As for Shimano, his serial philandering was a source of concern for decades to long-time colleague Roshi Robert Aitken, who recently died. At the Zen Site, Vladimir K. and Stuart Lachs illuminated a series of letters from Aitken to Shimano and to others in the Zen community, including two of Japan’s most venerated roshis who had been his teachers. Only much later was one of them inclined to condemn Shimano. Watch how the culture clash played out in this instance. (Emphasis added.)

Aitken excuses this lack of interest by the two Japanese Zen masters to cultural differences between America and Japan, writing “it is important to understand that mental illness and character pathology are viewed tolerantly in Japan.” Aitken infers that he believes that Shimano may be suffering some form of mental illness or pathology, calling him “someone in a different dimension altogether.” Nevertheless, Shimano’s Japanese teachers “felt responsible for him, and were not prepared to disgrace him by recalling him to Japan.”

In a 1990 piece titled Encountering the Shadow in Buddhist America that’s as nuanced as you’ll find on the subject, the culture clash was elucidated by Katy Butler. (If you haven’t yet, read her recent powerful New York Times magazine piece that begins with her mother speaking with her about her father: “Please help me get Jeff’s pacemaker turned off.”) Upon arriving in the United States, Eastern teachers found a nation already predisposed to hero worship and religious hucksterism. Here Ms. Butler writes about what keeps Eastern teachers in line back home until they arrive on these shores and act like a kid in a candy store.

--------------------------------

WORK ITEM A:
Condense the paragraph of the text about Shimano that begins "Aitken excuses this lack of interest," keeping its main facts.
WORK ITEM B:
Pick up the text about Shimano after its last sentence and carry it on.
The lines that follow come from a separate source.

SUPPLIED RECORDS:
--------------------------------

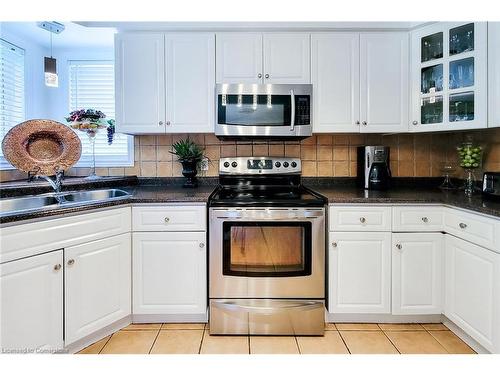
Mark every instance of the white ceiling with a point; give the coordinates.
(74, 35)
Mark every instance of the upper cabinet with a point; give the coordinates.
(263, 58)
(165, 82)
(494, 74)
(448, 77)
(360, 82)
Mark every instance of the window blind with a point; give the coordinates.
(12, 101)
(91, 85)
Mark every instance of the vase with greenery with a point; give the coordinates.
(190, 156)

--------------------------------

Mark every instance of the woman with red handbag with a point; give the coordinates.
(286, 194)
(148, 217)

--------------------------------

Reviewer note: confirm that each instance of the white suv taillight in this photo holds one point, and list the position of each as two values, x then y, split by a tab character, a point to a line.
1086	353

--------------------------------

EXPECTED ANSWER A:
Aitken attributes the two Japanese Zen masters' lack of interest to cultural differences between America and Japan. He notes that Japan views mental illness and character pathology tolerantly. He implies Shimano may have some mental illness or pathology and calls him "someone in a different dimension altogether." Still, Shimano's Japanese teachers felt responsible for him and would not disgrace him by recalling him to Japan.

EXPECTED ANSWER B:
“Pressure from the community is very important in controlling behavior in Tibetan communities,” said Dr. Barbara Aziz, an internationally known social . . . who has spent 20 years doing fieldwork among Tibetans. . . . “In Tibetan society, they expect more of the guy they put on the pedes­tal . . . if such a scandal [as Osel Tendzin’s] had happened in Tibet [he] might have been driven from the valley.”

Furthermore, Aziz pointed out, Tibetans may “demonstrate all kinds of reverence to a [teacher], but they won’t necessarily do what he says. I see far more discernment among my Tibetan and Nepali friends,” she concluded, “than among Westerners.” [Emphasis added.]

Alan Roland, a psychoanalyst and author of In Search of Self in India and Japan . . . . believes that Asian students approach the teacher-student relation­ships more subtly than Americans-who often commit rapidly and completely, or not at all. Asian students may display deference, but withhold veneration, until they have studied with a teacher for years. They seem to have a “private self” unknown to many Americans, which is capable of reserving judgement even while scrupulously following the forms. When a teacher fails, Asians may con­tinue to defer to his superior rank but silently withdraw affection and respect.

In America, it’s often the reverse. Some Vajradhatu students could forgive Osel Tendzin as a human being, but could not treat him as a leader. . . . few Americans can show deference to some­one they don’t venerate without feeling hypocritical. Faced with this cognitive dissonance, they either abandon deference and leave, or they deny inner feelings.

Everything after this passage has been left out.